Stored items from a collection.

══════════════════════════════

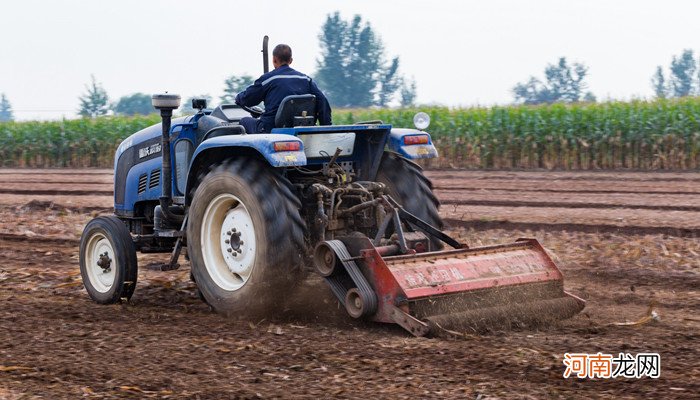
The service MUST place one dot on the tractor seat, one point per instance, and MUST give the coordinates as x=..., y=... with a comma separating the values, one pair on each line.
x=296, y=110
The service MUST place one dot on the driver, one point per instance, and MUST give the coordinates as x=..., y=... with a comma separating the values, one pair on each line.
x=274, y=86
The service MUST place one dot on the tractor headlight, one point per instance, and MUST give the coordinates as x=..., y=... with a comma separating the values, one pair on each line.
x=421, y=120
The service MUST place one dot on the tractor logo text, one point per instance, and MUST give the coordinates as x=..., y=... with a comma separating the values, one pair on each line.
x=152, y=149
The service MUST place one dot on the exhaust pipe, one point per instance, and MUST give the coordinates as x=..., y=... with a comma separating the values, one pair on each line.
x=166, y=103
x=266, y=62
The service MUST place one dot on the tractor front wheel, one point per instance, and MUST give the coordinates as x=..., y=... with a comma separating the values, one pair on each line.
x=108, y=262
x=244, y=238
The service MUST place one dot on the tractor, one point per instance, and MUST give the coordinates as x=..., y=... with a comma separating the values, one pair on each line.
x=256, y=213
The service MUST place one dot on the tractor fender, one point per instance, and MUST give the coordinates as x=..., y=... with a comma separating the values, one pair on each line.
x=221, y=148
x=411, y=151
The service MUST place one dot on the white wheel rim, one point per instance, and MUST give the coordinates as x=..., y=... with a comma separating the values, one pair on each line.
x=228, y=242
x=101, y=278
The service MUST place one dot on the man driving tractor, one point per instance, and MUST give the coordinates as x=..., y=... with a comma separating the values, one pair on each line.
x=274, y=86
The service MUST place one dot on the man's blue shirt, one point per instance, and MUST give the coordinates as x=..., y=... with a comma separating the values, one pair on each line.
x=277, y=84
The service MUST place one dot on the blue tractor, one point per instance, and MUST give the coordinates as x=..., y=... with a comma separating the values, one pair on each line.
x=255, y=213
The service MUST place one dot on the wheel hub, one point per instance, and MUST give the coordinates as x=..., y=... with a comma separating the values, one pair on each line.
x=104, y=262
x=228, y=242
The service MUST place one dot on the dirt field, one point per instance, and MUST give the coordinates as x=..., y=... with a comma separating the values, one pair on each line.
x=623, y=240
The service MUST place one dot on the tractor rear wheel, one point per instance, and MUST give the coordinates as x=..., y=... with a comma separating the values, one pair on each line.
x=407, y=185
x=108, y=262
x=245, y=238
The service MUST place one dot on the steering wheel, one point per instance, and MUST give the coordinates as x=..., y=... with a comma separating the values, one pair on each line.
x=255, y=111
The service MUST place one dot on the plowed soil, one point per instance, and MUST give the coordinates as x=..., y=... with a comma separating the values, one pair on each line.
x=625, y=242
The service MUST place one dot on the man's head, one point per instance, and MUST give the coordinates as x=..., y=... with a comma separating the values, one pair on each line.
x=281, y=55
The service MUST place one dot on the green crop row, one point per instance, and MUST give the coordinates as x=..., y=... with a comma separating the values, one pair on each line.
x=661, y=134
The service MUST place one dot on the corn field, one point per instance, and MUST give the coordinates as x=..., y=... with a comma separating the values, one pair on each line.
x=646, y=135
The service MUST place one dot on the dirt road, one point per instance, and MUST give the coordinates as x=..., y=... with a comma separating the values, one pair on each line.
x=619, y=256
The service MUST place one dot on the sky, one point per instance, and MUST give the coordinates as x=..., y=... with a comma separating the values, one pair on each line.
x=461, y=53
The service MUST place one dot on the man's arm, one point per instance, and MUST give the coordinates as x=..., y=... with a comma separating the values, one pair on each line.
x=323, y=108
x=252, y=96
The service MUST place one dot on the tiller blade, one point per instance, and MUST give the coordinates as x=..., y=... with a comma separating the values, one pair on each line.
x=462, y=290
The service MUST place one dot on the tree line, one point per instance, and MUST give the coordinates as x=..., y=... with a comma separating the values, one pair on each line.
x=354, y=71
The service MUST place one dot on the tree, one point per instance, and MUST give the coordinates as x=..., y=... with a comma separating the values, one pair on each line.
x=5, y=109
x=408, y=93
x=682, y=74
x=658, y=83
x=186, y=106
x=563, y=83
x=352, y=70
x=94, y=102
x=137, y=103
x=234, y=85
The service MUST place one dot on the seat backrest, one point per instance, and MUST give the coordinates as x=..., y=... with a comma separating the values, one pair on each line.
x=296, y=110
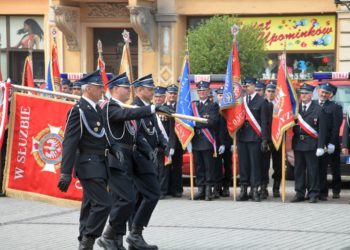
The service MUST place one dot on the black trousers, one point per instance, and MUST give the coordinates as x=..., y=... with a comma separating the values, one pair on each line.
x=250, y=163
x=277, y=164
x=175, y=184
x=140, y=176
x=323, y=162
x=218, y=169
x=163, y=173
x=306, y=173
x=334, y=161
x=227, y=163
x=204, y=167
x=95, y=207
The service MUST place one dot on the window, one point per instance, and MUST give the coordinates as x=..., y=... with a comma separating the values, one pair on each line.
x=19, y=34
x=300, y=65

══════════════════════════════

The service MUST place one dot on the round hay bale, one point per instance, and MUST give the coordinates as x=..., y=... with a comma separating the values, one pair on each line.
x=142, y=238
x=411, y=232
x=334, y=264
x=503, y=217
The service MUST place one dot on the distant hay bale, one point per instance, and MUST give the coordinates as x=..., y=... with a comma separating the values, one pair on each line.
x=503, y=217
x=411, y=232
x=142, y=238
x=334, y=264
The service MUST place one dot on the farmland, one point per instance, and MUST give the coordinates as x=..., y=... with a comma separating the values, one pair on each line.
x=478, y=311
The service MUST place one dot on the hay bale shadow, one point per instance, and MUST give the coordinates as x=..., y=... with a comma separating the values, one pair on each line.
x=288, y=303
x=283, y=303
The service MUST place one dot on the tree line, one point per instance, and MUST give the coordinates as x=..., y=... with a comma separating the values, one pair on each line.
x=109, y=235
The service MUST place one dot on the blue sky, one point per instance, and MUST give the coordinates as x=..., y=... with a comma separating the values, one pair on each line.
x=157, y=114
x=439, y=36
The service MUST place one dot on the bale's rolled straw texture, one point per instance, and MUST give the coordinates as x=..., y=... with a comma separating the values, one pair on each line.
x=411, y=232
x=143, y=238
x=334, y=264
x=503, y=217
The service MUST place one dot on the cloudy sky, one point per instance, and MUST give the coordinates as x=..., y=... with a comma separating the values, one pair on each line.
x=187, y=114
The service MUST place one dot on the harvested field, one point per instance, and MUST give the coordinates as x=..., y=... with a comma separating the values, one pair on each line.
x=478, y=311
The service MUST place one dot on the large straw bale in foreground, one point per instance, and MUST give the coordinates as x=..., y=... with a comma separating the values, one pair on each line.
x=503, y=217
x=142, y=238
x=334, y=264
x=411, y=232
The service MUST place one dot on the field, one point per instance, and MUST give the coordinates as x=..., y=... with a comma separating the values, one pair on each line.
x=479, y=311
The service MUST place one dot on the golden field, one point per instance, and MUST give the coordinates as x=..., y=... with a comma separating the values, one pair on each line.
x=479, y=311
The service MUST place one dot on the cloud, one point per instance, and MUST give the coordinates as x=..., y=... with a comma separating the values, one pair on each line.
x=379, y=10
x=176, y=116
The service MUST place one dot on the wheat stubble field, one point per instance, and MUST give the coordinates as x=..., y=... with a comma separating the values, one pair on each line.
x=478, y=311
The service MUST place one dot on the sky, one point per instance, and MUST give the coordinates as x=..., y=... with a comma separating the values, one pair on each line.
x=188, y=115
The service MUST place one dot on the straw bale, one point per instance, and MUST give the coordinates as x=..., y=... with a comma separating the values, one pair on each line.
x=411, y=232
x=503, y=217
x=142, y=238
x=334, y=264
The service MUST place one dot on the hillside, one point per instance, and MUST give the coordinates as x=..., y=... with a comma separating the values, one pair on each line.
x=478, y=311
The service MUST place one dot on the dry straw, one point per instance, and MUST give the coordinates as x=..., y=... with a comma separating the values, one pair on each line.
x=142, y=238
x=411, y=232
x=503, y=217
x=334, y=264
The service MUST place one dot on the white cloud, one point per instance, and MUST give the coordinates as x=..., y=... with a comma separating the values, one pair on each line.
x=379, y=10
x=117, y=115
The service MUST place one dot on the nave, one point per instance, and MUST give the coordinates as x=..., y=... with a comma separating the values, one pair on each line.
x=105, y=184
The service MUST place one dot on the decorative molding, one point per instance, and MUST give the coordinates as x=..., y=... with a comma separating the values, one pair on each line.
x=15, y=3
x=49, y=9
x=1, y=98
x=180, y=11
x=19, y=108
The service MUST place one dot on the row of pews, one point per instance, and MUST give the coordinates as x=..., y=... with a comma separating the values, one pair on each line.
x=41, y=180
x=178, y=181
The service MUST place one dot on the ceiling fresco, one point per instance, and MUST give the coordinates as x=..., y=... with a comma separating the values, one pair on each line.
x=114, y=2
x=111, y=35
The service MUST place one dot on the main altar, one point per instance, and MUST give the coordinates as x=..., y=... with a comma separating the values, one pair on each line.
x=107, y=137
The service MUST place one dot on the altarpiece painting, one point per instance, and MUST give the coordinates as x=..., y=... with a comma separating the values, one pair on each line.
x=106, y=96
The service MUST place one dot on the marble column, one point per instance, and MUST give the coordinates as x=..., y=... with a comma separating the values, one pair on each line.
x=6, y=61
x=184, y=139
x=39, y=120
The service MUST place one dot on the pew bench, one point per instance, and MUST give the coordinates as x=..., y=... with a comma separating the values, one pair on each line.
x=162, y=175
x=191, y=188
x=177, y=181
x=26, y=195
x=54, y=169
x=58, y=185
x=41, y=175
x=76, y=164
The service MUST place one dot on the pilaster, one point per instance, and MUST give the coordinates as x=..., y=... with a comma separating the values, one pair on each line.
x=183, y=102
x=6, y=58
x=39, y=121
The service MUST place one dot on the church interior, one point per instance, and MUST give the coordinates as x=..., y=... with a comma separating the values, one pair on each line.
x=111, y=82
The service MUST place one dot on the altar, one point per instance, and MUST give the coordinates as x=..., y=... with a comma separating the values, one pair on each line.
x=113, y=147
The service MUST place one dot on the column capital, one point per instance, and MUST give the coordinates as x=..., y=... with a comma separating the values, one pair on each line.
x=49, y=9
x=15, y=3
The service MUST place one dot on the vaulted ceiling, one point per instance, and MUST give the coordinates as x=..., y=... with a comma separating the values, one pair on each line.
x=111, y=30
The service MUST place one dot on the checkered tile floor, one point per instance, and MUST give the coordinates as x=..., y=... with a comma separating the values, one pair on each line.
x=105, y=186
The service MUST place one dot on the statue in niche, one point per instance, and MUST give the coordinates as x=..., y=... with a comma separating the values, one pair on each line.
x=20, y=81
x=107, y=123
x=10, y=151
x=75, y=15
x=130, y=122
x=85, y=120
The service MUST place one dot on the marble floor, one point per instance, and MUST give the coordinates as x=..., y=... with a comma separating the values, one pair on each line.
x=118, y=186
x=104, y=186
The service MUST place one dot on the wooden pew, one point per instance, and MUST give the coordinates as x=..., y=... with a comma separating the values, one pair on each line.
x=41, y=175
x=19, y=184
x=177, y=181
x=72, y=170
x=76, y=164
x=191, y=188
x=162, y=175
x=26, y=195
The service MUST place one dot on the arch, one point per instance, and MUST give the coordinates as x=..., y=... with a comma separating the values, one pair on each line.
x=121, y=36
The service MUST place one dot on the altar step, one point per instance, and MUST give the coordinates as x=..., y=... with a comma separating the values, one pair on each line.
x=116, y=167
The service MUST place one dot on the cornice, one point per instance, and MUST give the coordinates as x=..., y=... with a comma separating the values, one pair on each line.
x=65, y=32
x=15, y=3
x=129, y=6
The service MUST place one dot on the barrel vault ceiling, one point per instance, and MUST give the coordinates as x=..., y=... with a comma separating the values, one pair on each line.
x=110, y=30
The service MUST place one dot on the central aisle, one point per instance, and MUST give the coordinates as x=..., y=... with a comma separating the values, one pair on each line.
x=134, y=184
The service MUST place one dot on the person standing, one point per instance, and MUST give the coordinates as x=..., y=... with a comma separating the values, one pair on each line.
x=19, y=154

══════════════════════════════

Tally the lines of the data that contain the string "arch". Give only the number.

1